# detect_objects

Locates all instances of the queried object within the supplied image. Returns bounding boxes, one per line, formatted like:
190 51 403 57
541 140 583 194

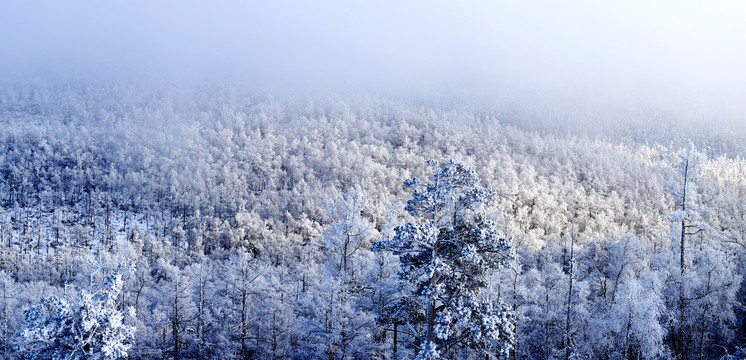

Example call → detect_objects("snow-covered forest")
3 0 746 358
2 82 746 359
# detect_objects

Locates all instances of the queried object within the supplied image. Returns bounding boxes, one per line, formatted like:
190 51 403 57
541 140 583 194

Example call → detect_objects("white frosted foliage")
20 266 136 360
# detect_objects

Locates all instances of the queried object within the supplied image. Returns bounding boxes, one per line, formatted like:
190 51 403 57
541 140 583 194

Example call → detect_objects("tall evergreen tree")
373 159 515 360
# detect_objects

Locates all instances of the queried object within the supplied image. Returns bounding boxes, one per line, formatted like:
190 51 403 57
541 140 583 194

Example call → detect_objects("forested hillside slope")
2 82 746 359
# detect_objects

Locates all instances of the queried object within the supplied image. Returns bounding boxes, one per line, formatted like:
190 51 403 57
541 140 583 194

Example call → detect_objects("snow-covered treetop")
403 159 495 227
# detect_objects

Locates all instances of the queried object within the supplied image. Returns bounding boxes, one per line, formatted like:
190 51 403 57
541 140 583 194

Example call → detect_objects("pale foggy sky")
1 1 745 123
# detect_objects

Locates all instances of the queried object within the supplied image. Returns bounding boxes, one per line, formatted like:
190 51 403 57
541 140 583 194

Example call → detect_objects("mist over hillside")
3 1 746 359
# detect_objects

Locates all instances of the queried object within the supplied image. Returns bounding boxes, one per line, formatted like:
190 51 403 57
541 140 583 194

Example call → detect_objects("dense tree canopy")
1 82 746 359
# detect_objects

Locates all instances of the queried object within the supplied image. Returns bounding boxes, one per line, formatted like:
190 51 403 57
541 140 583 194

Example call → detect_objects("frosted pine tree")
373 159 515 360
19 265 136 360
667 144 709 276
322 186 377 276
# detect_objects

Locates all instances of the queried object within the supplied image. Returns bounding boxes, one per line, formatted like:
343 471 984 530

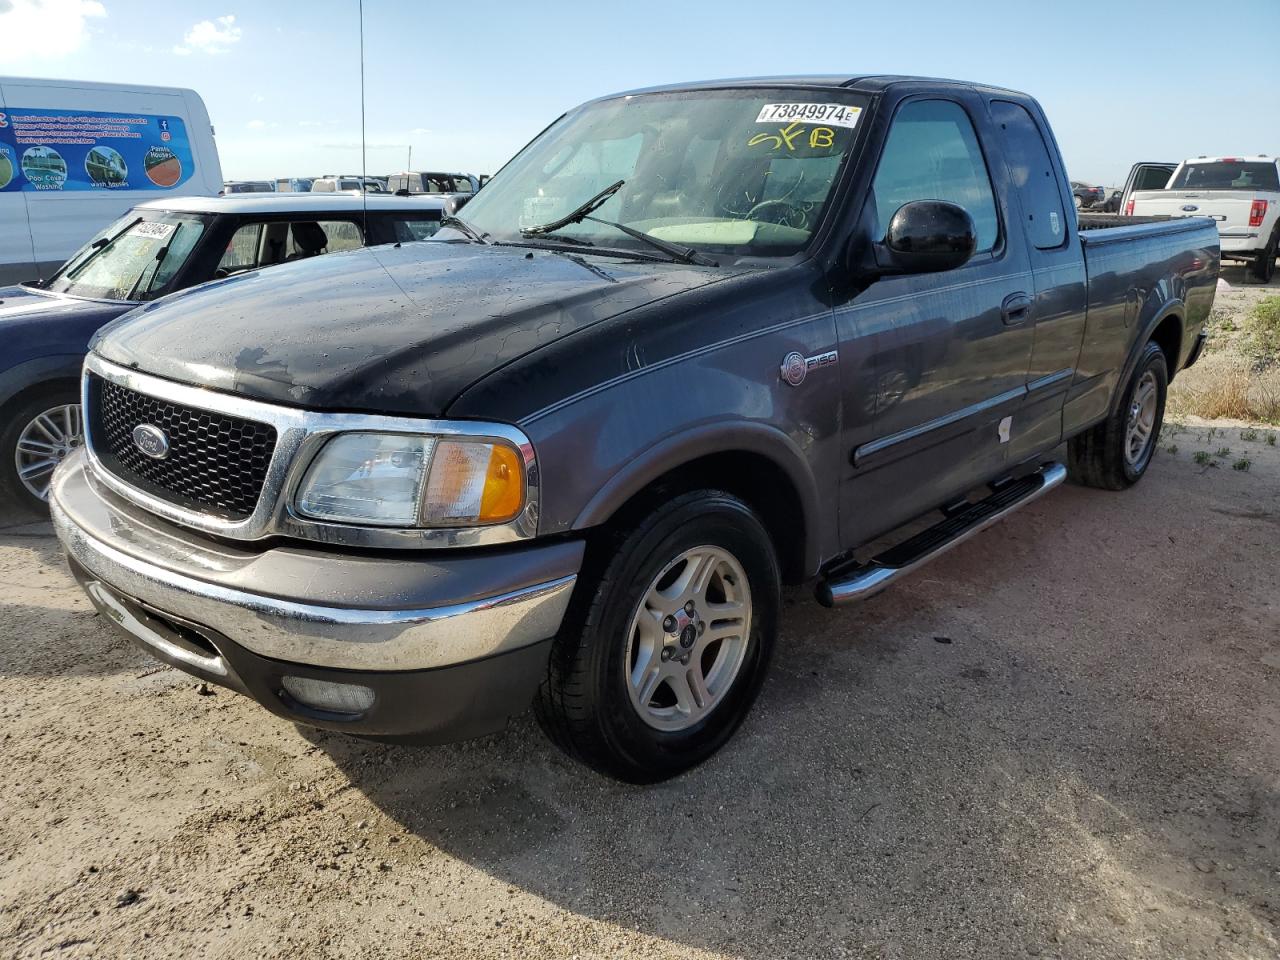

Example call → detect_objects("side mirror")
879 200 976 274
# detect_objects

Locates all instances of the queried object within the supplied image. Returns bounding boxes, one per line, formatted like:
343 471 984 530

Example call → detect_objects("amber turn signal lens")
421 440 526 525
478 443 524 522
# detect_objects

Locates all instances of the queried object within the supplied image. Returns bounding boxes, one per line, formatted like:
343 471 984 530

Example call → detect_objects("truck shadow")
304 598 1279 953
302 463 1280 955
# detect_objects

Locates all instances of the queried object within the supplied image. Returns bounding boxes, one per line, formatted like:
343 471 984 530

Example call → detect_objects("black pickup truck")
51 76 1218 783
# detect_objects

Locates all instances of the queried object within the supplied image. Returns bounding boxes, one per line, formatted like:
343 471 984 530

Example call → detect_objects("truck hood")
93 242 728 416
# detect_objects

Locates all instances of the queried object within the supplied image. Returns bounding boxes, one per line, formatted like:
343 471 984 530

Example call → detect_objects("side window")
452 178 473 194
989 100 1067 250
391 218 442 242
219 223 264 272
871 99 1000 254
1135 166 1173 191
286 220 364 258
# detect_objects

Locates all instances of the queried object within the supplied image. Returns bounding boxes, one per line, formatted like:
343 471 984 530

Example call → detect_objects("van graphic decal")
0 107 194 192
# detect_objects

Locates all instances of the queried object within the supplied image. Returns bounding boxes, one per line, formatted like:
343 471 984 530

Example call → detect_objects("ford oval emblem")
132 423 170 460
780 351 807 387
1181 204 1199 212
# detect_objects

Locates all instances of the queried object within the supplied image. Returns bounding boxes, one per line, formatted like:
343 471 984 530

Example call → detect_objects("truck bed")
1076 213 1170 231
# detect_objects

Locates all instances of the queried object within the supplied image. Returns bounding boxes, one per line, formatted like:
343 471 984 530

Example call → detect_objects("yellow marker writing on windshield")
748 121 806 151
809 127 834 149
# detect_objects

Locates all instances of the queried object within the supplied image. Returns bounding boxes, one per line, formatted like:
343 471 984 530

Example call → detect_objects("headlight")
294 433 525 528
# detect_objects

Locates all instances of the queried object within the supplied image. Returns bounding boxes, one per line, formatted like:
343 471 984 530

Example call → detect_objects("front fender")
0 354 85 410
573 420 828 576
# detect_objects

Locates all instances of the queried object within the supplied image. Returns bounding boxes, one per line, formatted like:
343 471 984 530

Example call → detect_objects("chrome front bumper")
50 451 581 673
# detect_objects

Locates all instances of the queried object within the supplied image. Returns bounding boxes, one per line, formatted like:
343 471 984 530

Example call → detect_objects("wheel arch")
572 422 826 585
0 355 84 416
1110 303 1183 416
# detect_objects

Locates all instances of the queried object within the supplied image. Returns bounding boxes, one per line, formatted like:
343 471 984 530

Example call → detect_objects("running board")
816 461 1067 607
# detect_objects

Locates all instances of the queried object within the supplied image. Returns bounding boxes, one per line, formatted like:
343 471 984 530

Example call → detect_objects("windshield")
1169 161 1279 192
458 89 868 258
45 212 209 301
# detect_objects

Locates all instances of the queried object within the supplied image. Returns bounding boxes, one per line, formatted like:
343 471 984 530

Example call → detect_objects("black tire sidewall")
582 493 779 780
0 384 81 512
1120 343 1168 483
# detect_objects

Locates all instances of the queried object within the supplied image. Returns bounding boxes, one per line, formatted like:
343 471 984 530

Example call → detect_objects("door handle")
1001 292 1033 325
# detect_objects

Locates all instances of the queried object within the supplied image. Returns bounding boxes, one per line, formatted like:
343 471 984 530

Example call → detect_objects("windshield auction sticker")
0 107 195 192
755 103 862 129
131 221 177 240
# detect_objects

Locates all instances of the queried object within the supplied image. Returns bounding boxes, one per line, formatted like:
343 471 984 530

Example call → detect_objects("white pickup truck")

# What the task asks:
The response should repeat every entry above exactly and include none of the pictures.

# Solved problem:
# detect_objects

Locates all instances of the queried object within the supplied image. Returns bounding boxes, one per line, formatted like:
190 51 403 57
541 140 583 194


Example call → detect_objects("snow-covered forest")
3 0 746 358
2 82 746 359
# detect_objects

Locates all instances of the queried object within the supplied image. Returns bounding boxes, one per line, formatted like:
190 51 403 57
541 140 583 194

Example call → detect_objects("white frosted foliage")
20 266 136 360
# detect_objects

Locates all instances of the queried object within the supplied image. Returns bounding boxes, one per line, formatted like:
190 51 403 57
541 140 583 194

Example call → detect_objects("tall evergreen tree")
373 159 515 360
# detect_objects

Locates all instances of the queried object within the supplied image. Returns bounding boxes, one per line, formatted like:
190 51 403 57
541 140 583 194

Example call → detect_objects("forested hillside slope")
2 82 746 359
# detect_objects

Locates all instances of the queried object within the supplied image. Returns bounding boxes, one per line, formatted like:
190 51 403 57
541 140 583 194

Example call → detect_objects("snow-covered treetop")
403 159 495 227
# detect_objects

Locates all instances of the queried object within the supplied image. Returns bounding boxes, one per line, formatted like:
190 51 403 57
541 140 583 194

Example call → detect_objects("pale foggy sky")
1 1 745 123
# detect_objects

Locates all instances of the queried object within the supplied image. Returns bounding boxes, one per line, formatted like:
190 51 403 57
541 140 583 194

Example call → detect_objects("mist over hillside")
3 1 746 359
# detect_objects

Locates all instances of the queried object within the supplied image. Returns bounding boxes, one per line, formatted like:
190 51 403 57
541 140 583 194

Example call → detect_objects("dense tree canopy")
1 82 746 359
# detect_objects

Locates all instances of the queried object within the supplied image. Returns bounding boxes, one per line, formatted like:
190 51 403 57
541 140 583 194

Example call → detect_objects("frosted pine tree")
373 159 515 360
19 265 136 360
667 144 709 276
322 186 377 276
# detect_objects

Locates all instances of the queried object within the supplied image. Returns bounding boxes, one per line, formatted like:
343 471 984 530


Example call → detect_objects("side mirror")
879 200 976 274
# detect_objects

Locates all instances of the queried object within the supplied image. Returns bounding boxes, one per line, formatted like:
343 471 984 530

Example call → detect_objects("amber turn signal lens")
421 440 526 525
478 443 524 522
# detect_objects

Locates all instances of the queried object within the supplied image. Returns bounding boxes, one per line, formatted like:
343 471 984 530

Example call → detect_objects("truck shadow")
304 598 1279 953
302 463 1280 955
# detect_objects

Locates all instances of the queried object within the supplied image. Returns bounding boxes, one per line, formatted like:
343 471 984 530

Example call → detect_objects("black pickup truck")
51 76 1218 783
# detect_objects

Locates all instances of the queried object within the supplied image. Returns bounding boxes, one per line, formatted like:
343 471 984 530

Example call → detect_objects("truck hood")
93 242 728 416
# detect_objects

Locates all instances of the queried object within the supplied image. Returns bounding boxes, one per line, formatted like:
343 471 984 530

Example call → detect_objects("side window")
452 178 473 194
989 100 1067 250
391 218 442 242
219 223 264 272
871 99 1000 254
1135 166 1173 191
286 220 364 258
# detect_objects

Locates all instances of the queried object within the supplied image. Returns bounding boxes, one per line, formatted like:
343 471 984 530

Example call → detect_objects("van graphic decal")
0 107 194 192
# detect_objects

Locates all instances of the queried object within the supplied image. Returns bounding boxes, one per line, formatted like:
343 471 984 530

Example call → detect_objects("ford oval emblem")
132 423 170 460
780 351 807 387
1181 204 1199 212
# detect_objects

Locates all instances of the queried object within the supplied image. Returns bounding boxes, one per line, formatted like:
343 471 984 530

Example call → detect_objects("truck bed")
1076 213 1170 231
# detect_objects

Locates all instances of the queried object within the supplied image. Returns bounding boxes, one per line, formatted like:
343 471 984 530

Example call → detect_objects("yellow marker writing on windshield")
748 121 806 151
809 127 834 149
# detect_objects

Locates all instances of the queried object within the supplied image. Returns bounding boxes, one per line, formatted like:
343 471 984 530

Example call → detect_objects("headlight")
294 433 525 528
# detect_objects

Locates all instances of the queried object within the supplied image. Returns bounding boxes, one per line, formatted like:
343 471 984 530

Example call → detect_objects("front fender")
0 354 85 410
573 420 828 576
# detect_objects

Locates all instances of the queried object within the supplied image. Returns bounding boxes, one per line, formatted like:
343 471 984 530

Example call → detect_objects("chrome front bumper")
50 451 581 673
# detect_objects

Locates all instances of the queried object within the supplied image. Returns bounding boxes, one per line, formatted like:
343 471 984 530

Example call → detect_objects("wheel arch")
572 422 826 585
0 355 84 416
1110 303 1183 416
# detect_objects

Locates all instances of the queried object within the supplied image. Returns bounding boxes, one per line, formatted like:
343 471 984 530

Example call → detect_objects("running board")
816 461 1067 607
# detect_objects

Locates all instances of the queried object within the supplied image. Returns bounding boxes, one per line, formatted like:
343 471 984 530

Example call → detect_objects("windshield")
1169 161 1279 192
458 89 868 258
45 212 209 301
# detect_objects

Locates all instances of the queried object within the supplied image. Returns bounding boxes, one per line, formatted like:
343 471 984 530

Example call → detect_objects("black tire sidewall")
582 493 779 780
0 384 81 512
1120 343 1168 483
# detect_objects

Locates all instances of the queried object within the supplied image. Returns bounding boxes, one per line, formatted like:
343 471 984 530

Example call → detect_objects("door handle")
1001 292 1033 325
# detect_objects

Locates all instances of the queried object within the supplied image. Returns bounding boxes, one per line, formatted like:
343 471 984 530

Example call → detect_objects("windshield auction sticker")
0 107 195 192
755 103 862 129
131 221 177 240
# detect_objects

Locates all instances of the queried object within the supplied image. Returns bounding boxes, one per line, formatted like:
343 471 984 530

Example call → detect_objects("white pickup truck")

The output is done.